課題一覧 —
a: 以下の日本振興銀行についての記事を読み、次の問いに答えてください。
(i) 日本振興銀行を創業したのは誰か。
(ii) 日本振興銀行を「中小企業の味方」と喧伝していたのは誰か。
(iii) 筆者は自分をどの世代だと述べているか。
b: 以下の日本振興銀行についての記事を、最後の文に続けて書き継いでください。

本文抜粋 —
=====

傍観者の独り言

団塊世代で、民間企業で「チンタラ・グウタラ」に過ごした人間の手前勝手な気儘な戯言・放言。

日本振興銀行:世に中、才覚だけでは通用しない・・・現場感覚の欠如!(追記)

2010-06-17 09:47:23 | ビジネス

竹中平蔵氏の尖兵であった木村剛氏が創業した日本振興銀行が、連日、新聞沙汰になっており、木村剛氏の今後に注目されていますね。
当方は、当初から日本振興銀行のビジネスモデルに懐疑的であり、創業から関与した平正明議員が日本振興銀行を「中小企業の味方」と喧伝しているのを見聞きし、世の中、才覚だけで美味しい商売などありえないと疑問を持っていました。

=====

提示データ —
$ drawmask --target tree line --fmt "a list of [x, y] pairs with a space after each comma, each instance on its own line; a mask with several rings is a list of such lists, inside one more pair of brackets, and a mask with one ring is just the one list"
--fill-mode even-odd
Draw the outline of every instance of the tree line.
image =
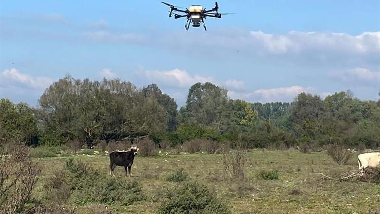
[[139, 88], [119, 79], [66, 76], [45, 90], [36, 108], [2, 98], [0, 141], [35, 146], [78, 140], [92, 147], [148, 136], [173, 147], [194, 138], [239, 141], [247, 148], [380, 147], [380, 100], [361, 100], [348, 91], [324, 99], [301, 93], [291, 102], [249, 103], [227, 92], [211, 83], [196, 83], [178, 110], [154, 84]]

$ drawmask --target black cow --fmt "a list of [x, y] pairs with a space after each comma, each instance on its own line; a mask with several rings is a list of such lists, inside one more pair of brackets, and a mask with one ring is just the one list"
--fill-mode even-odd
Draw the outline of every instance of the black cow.
[[131, 147], [131, 149], [127, 151], [115, 151], [109, 153], [109, 174], [114, 175], [113, 170], [116, 166], [124, 166], [125, 170], [125, 176], [128, 176], [127, 172], [129, 172], [131, 176], [131, 169], [133, 164], [136, 153], [139, 150], [137, 147]]

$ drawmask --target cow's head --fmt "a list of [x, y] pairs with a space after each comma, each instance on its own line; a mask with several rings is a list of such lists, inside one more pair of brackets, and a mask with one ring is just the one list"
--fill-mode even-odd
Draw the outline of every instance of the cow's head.
[[138, 152], [139, 150], [140, 150], [140, 149], [137, 147], [137, 146], [135, 147], [131, 147], [131, 151], [133, 152], [133, 155], [136, 155], [136, 154]]

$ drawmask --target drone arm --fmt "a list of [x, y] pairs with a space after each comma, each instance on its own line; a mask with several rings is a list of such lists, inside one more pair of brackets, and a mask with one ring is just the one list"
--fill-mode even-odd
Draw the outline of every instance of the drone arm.
[[204, 14], [204, 15], [205, 17], [213, 17], [213, 18], [221, 18], [221, 14]]
[[180, 12], [181, 13], [185, 13], [186, 14], [188, 13], [188, 10], [186, 10], [185, 11], [184, 11], [183, 10], [180, 10], [177, 8], [171, 8], [171, 11], [178, 11]]
[[174, 14], [174, 19], [178, 19], [179, 18], [183, 18], [188, 16], [187, 14], [185, 15], [178, 15]]
[[212, 9], [211, 10], [207, 10], [207, 11], [203, 11], [203, 13], [210, 13], [210, 12], [211, 12], [217, 11], [217, 10], [218, 10], [218, 9], [216, 9], [216, 8], [213, 8], [213, 9]]

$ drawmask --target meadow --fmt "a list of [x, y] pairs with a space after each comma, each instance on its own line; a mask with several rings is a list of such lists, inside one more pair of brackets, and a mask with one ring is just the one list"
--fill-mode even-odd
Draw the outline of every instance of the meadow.
[[[101, 152], [91, 154], [33, 158], [42, 167], [33, 195], [43, 199], [44, 186], [70, 159], [87, 163], [104, 176], [109, 160]], [[205, 185], [213, 195], [227, 204], [233, 213], [377, 213], [380, 211], [380, 185], [358, 181], [323, 179], [317, 173], [332, 177], [357, 169], [357, 154], [344, 165], [334, 162], [325, 152], [303, 154], [295, 150], [252, 150], [246, 155], [244, 176], [239, 179], [226, 173], [222, 154], [179, 154], [136, 156], [132, 177], [126, 177], [118, 167], [117, 179], [136, 181], [141, 185], [143, 200], [128, 205], [116, 203], [76, 205], [78, 213], [94, 213], [94, 206], [108, 206], [113, 213], [156, 212], [165, 194], [191, 181]], [[272, 170], [272, 171], [271, 171]], [[275, 171], [275, 176], [264, 172]], [[179, 179], [175, 175], [179, 172]], [[185, 174], [184, 176], [181, 175]], [[174, 179], [169, 179], [174, 176]]]

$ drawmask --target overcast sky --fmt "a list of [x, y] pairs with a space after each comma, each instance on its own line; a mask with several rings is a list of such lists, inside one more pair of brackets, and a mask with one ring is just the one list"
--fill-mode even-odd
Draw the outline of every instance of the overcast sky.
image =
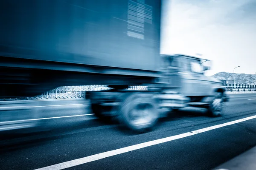
[[256, 71], [256, 0], [165, 0], [161, 53], [212, 60], [209, 75]]

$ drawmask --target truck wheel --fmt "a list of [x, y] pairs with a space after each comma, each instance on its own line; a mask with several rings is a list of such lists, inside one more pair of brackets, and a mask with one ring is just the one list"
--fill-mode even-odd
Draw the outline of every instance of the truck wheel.
[[223, 94], [221, 92], [216, 92], [214, 99], [207, 108], [208, 115], [213, 117], [221, 116], [222, 113], [223, 105]]
[[145, 132], [154, 127], [159, 114], [156, 101], [153, 97], [148, 93], [125, 94], [118, 111], [120, 123], [139, 133]]

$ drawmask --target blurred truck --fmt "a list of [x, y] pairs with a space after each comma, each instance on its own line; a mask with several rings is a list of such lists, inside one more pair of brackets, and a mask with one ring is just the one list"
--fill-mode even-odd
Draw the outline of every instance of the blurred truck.
[[[87, 96], [93, 113], [139, 132], [187, 106], [220, 115], [224, 87], [204, 74], [201, 59], [160, 54], [163, 1], [1, 1], [0, 97], [107, 85]], [[140, 85], [148, 90], [127, 90]]]

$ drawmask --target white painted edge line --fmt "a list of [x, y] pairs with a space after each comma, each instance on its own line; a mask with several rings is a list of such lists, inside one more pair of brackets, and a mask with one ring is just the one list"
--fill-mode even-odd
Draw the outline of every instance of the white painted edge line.
[[59, 117], [47, 117], [45, 118], [38, 118], [38, 119], [24, 119], [24, 120], [13, 120], [11, 121], [6, 121], [6, 122], [0, 122], [0, 125], [1, 124], [5, 124], [7, 123], [15, 123], [15, 122], [26, 122], [26, 121], [32, 121], [34, 120], [45, 120], [45, 119], [58, 119], [58, 118], [64, 118], [65, 117], [77, 117], [77, 116], [89, 116], [89, 115], [93, 115], [94, 114], [80, 114], [79, 115], [72, 115], [72, 116], [59, 116]]
[[224, 126], [228, 126], [236, 123], [246, 121], [247, 120], [256, 118], [256, 115], [247, 118], [230, 122], [220, 125], [211, 126], [204, 128], [198, 129], [198, 130], [192, 131], [189, 132], [187, 132], [184, 133], [172, 136], [167, 137], [166, 138], [157, 139], [154, 141], [149, 141], [146, 142], [131, 145], [120, 149], [116, 149], [115, 150], [111, 150], [102, 153], [91, 155], [90, 156], [86, 156], [76, 159], [73, 160], [66, 162], [61, 163], [58, 164], [49, 166], [48, 167], [42, 167], [41, 168], [37, 169], [36, 170], [62, 170], [69, 167], [74, 167], [75, 166], [85, 164], [87, 163], [95, 161], [99, 159], [103, 159], [105, 158], [112, 156], [115, 155], [120, 154], [123, 153], [127, 153], [134, 150], [138, 150], [144, 147], [148, 147], [156, 144], [166, 142], [178, 139], [179, 139], [185, 138], [186, 137], [195, 135], [197, 134], [204, 133], [207, 131], [215, 129], [217, 129]]
[[21, 128], [29, 127], [30, 126], [31, 126], [30, 125], [20, 125], [20, 126], [12, 126], [11, 127], [1, 128], [0, 128], [0, 130], [12, 129], [15, 129], [15, 128]]
[[82, 104], [73, 104], [67, 105], [49, 105], [47, 106], [9, 106], [9, 107], [0, 107], [0, 110], [1, 109], [8, 109], [12, 108], [42, 108], [44, 107], [56, 107], [56, 106], [75, 106], [77, 105], [83, 105]]
[[48, 106], [28, 106], [27, 108], [41, 108], [43, 107], [56, 107], [56, 106], [73, 106], [76, 105], [83, 105], [82, 104], [72, 104], [70, 105], [49, 105]]

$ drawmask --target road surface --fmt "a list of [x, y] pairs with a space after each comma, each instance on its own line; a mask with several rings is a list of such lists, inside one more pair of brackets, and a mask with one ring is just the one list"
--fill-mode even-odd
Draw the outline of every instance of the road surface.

=====

解答例 —
a:
(i) 木村剛氏
(ii) 平正明議員
(iii) 団塊世代

b:
山崎 元氏が「現代ビジネス」に寄稿の『 「モラルハザード銀行」になった日本振興銀行』(「評論家はもういらない」と言い切った「秀才」 木村剛はなぜ転落したか)で、日本振興銀行が掲げた既存金融機関が距離を置いていた「ミドルリスク・ミドルリターン」のビジネスモデルに懐疑的であったし、

”「結局、振興銀行のほうが、彼ら(既存金融機関)よりも情報が豊富であるか、審査力があるといえる根拠がなければ、彼らのビジネスモデルは成立しない。新興勢力でもあり、情報の蓄積も乏しいはずの振興銀行で、この分野の勝負に乗り出すことは無謀だったのではないか。

「中小企業向けの『少し高利』の融資」が上手く行かないのは、一足先に行き詰まった新銀行東京の例を見ても分かる。日本郵政の資金運用を論ずる際にも、「中小企業向けの融資」という言葉が出て来やすいが、これは非現実的な暴論だということが分かる。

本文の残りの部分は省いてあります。